_Goal of the exercise_: Count the lines in the entries below that contain the word "iron" and give only that number.
____________________
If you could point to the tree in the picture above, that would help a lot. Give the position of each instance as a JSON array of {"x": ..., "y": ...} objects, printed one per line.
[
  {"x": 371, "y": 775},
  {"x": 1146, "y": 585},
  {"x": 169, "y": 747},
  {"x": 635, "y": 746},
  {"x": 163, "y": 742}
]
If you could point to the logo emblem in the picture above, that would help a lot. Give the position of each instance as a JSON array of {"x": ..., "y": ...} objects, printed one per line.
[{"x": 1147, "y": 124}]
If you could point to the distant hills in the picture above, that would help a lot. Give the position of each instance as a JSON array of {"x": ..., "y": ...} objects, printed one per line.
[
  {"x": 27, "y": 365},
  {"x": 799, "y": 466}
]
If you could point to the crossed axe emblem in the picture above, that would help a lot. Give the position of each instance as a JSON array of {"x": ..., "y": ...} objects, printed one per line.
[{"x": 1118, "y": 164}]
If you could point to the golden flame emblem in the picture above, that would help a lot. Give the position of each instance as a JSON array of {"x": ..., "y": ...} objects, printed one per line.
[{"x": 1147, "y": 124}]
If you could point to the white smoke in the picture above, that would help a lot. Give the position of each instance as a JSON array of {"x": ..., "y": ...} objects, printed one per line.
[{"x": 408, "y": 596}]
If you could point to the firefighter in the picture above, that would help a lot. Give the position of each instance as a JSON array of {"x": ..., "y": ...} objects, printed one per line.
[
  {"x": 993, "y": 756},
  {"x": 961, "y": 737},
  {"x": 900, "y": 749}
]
____________________
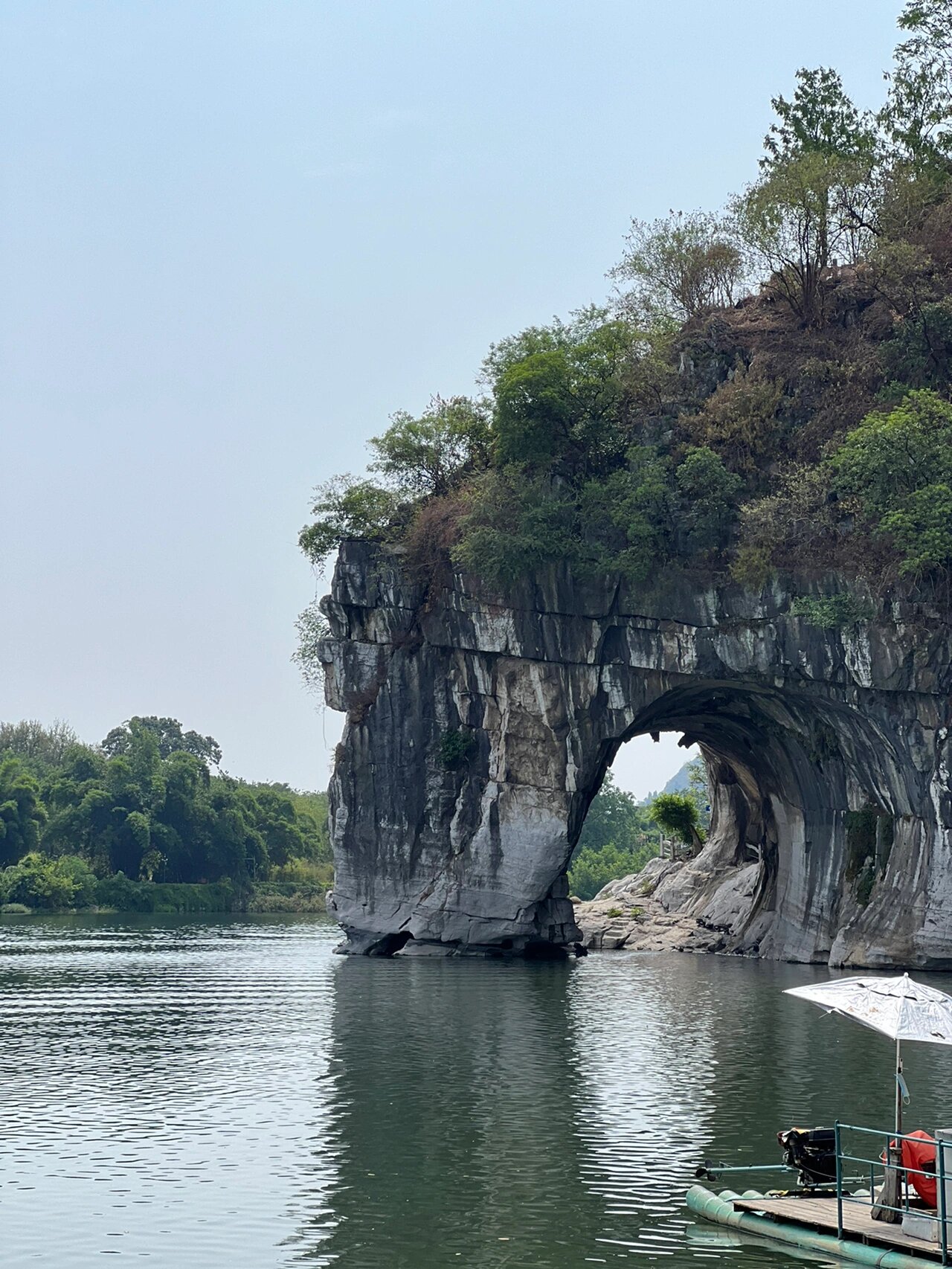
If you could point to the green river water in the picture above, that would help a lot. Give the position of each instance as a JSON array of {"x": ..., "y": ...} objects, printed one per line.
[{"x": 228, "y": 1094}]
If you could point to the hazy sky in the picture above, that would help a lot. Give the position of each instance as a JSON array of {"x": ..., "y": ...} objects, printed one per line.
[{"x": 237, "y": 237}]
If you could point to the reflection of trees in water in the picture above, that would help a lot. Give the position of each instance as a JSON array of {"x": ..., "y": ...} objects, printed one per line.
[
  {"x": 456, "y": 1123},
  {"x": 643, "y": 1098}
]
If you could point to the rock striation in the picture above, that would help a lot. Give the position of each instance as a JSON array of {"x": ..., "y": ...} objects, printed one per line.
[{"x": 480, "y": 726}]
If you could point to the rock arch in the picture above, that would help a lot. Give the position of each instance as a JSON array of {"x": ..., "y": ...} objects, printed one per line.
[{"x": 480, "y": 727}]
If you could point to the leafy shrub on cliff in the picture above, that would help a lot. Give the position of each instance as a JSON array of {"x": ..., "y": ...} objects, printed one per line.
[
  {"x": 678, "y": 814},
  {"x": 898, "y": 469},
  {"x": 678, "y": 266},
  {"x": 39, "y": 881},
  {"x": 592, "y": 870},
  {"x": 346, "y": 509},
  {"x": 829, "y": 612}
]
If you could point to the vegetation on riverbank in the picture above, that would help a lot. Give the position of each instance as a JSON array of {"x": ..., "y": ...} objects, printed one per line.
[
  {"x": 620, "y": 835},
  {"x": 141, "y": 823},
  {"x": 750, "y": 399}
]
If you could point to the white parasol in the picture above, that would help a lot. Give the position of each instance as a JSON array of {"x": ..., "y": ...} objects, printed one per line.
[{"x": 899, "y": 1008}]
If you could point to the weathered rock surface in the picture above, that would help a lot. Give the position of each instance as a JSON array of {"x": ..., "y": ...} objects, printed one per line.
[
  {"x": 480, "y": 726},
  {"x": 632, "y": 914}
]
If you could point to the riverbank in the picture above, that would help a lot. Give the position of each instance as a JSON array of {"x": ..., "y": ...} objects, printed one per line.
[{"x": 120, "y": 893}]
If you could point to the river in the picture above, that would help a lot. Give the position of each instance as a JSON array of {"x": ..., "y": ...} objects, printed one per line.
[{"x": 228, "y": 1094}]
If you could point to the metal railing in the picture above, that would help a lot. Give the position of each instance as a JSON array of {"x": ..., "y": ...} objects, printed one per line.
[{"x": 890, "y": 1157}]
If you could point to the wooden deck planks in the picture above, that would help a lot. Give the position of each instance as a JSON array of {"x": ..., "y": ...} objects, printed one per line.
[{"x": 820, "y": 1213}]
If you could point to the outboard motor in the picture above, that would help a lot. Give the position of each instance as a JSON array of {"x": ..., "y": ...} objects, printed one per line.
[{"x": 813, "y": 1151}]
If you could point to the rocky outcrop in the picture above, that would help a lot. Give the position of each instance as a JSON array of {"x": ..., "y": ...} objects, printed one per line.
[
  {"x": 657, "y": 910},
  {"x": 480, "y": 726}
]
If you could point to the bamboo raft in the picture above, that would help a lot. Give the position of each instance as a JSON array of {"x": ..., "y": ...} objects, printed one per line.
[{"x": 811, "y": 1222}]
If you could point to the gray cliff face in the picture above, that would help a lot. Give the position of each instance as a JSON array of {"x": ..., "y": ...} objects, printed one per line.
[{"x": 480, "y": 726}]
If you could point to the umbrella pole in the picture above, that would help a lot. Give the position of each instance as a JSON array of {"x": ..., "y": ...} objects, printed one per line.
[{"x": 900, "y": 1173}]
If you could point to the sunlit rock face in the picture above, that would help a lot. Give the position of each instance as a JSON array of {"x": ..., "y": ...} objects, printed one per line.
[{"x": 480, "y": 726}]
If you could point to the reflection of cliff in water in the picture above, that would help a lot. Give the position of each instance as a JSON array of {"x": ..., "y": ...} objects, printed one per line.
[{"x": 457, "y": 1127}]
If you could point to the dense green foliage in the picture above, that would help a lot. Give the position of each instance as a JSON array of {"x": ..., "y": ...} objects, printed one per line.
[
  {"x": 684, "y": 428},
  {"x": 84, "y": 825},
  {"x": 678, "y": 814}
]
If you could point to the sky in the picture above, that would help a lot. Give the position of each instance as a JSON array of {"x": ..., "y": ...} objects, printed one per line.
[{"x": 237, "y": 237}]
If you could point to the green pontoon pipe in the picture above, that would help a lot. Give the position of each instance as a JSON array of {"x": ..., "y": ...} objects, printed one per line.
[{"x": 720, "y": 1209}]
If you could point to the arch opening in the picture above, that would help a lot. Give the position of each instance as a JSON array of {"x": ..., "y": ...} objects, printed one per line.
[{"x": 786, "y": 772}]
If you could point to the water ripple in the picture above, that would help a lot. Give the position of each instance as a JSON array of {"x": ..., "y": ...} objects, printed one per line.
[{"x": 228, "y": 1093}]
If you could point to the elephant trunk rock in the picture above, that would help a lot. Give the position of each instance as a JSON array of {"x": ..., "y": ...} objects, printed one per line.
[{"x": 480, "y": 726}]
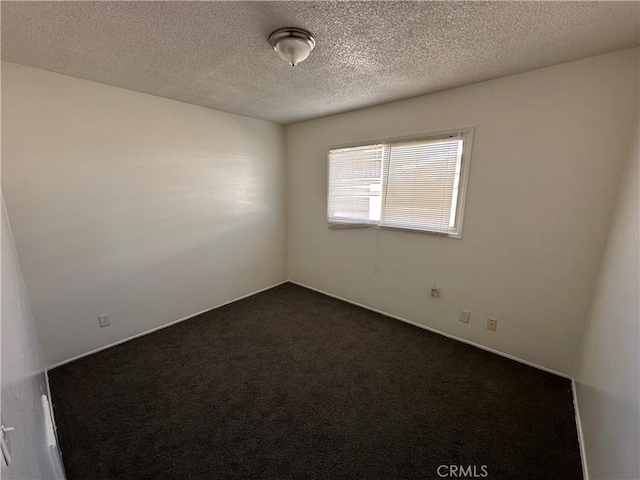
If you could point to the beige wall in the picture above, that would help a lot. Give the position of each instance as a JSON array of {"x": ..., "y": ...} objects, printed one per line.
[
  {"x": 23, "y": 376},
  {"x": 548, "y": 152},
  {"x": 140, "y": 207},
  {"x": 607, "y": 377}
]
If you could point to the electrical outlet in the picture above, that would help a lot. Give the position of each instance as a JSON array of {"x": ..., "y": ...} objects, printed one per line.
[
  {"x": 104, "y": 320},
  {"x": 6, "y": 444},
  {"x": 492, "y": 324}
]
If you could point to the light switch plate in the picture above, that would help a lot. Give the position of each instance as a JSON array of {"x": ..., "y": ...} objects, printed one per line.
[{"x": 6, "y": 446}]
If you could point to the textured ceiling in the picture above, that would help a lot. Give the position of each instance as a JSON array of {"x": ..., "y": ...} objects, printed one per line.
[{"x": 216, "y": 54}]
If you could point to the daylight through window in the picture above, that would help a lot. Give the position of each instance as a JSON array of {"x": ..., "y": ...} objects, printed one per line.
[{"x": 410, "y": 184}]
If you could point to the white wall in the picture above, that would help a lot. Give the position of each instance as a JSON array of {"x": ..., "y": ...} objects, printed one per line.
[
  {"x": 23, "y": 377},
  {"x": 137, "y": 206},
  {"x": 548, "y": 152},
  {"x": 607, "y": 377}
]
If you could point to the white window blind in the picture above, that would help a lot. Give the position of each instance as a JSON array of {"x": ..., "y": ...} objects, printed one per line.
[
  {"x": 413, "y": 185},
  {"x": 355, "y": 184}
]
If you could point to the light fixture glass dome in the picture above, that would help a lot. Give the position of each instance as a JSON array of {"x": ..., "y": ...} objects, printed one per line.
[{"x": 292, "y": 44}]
____________________
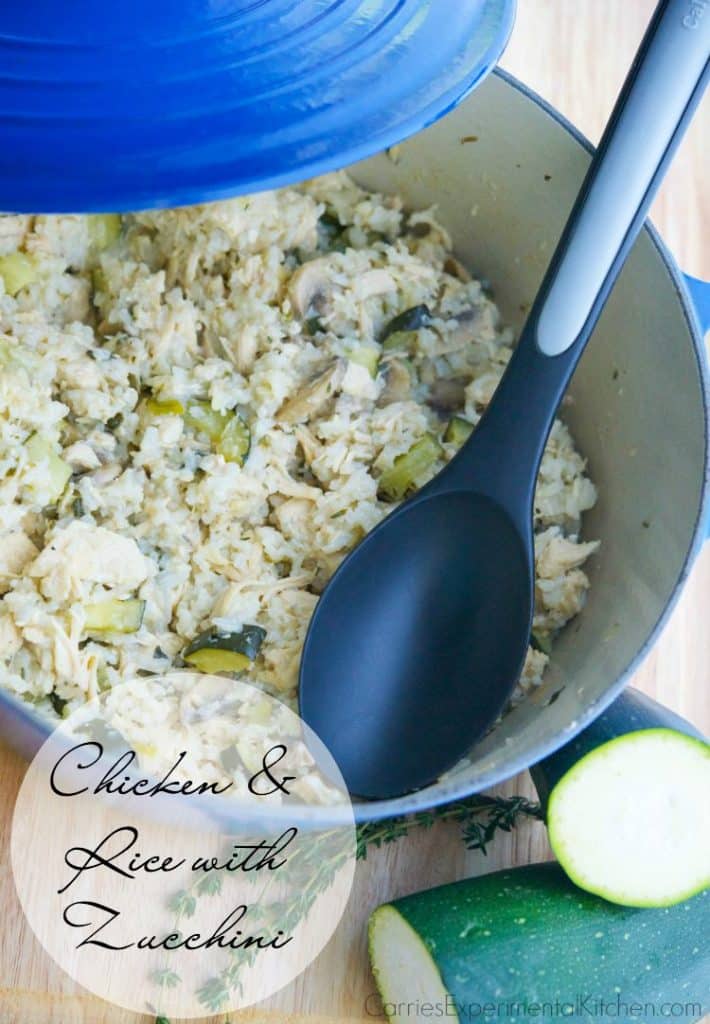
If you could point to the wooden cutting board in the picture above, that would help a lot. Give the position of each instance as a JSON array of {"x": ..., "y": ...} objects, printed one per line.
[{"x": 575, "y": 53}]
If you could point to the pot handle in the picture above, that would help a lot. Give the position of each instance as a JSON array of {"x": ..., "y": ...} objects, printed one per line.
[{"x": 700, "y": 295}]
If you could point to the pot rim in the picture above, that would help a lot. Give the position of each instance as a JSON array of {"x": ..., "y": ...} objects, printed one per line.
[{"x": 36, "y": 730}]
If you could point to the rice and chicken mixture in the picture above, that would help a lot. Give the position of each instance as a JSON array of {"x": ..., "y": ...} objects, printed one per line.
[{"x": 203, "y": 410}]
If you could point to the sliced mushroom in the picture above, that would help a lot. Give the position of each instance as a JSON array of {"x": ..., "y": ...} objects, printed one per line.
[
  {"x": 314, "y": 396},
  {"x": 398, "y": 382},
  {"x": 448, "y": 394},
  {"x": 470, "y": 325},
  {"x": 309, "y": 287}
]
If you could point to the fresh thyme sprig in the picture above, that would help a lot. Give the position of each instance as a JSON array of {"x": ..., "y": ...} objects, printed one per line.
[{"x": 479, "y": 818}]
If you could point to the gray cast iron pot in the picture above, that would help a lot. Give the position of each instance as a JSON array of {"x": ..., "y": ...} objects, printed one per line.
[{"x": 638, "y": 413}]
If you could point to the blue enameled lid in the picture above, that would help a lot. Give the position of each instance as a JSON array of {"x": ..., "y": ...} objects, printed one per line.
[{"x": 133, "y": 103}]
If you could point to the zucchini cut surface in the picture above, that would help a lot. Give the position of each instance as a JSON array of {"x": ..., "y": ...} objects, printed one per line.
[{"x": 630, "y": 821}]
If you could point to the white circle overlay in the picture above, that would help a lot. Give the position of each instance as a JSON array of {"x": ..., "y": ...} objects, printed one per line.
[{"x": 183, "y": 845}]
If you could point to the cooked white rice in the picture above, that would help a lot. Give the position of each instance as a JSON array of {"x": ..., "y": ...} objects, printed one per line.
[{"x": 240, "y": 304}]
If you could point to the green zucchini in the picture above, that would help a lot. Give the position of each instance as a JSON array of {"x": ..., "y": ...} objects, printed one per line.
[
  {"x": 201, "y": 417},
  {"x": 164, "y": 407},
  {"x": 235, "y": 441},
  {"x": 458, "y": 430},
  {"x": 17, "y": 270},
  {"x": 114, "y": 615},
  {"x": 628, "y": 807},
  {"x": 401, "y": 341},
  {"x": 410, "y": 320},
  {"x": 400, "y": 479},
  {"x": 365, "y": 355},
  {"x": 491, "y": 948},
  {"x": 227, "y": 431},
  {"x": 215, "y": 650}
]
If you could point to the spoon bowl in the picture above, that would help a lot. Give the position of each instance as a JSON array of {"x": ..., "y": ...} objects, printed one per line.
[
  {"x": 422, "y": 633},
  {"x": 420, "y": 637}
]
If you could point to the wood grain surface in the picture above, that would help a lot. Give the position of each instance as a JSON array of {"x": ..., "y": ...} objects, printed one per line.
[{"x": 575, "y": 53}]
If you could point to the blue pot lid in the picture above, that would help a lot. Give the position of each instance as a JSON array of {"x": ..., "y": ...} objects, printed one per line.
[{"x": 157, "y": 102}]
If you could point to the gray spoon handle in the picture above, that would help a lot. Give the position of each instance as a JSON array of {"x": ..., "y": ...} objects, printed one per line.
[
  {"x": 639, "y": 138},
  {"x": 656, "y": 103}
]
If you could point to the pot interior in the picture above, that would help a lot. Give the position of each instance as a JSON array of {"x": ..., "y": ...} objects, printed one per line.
____________________
_Exercise response_: 1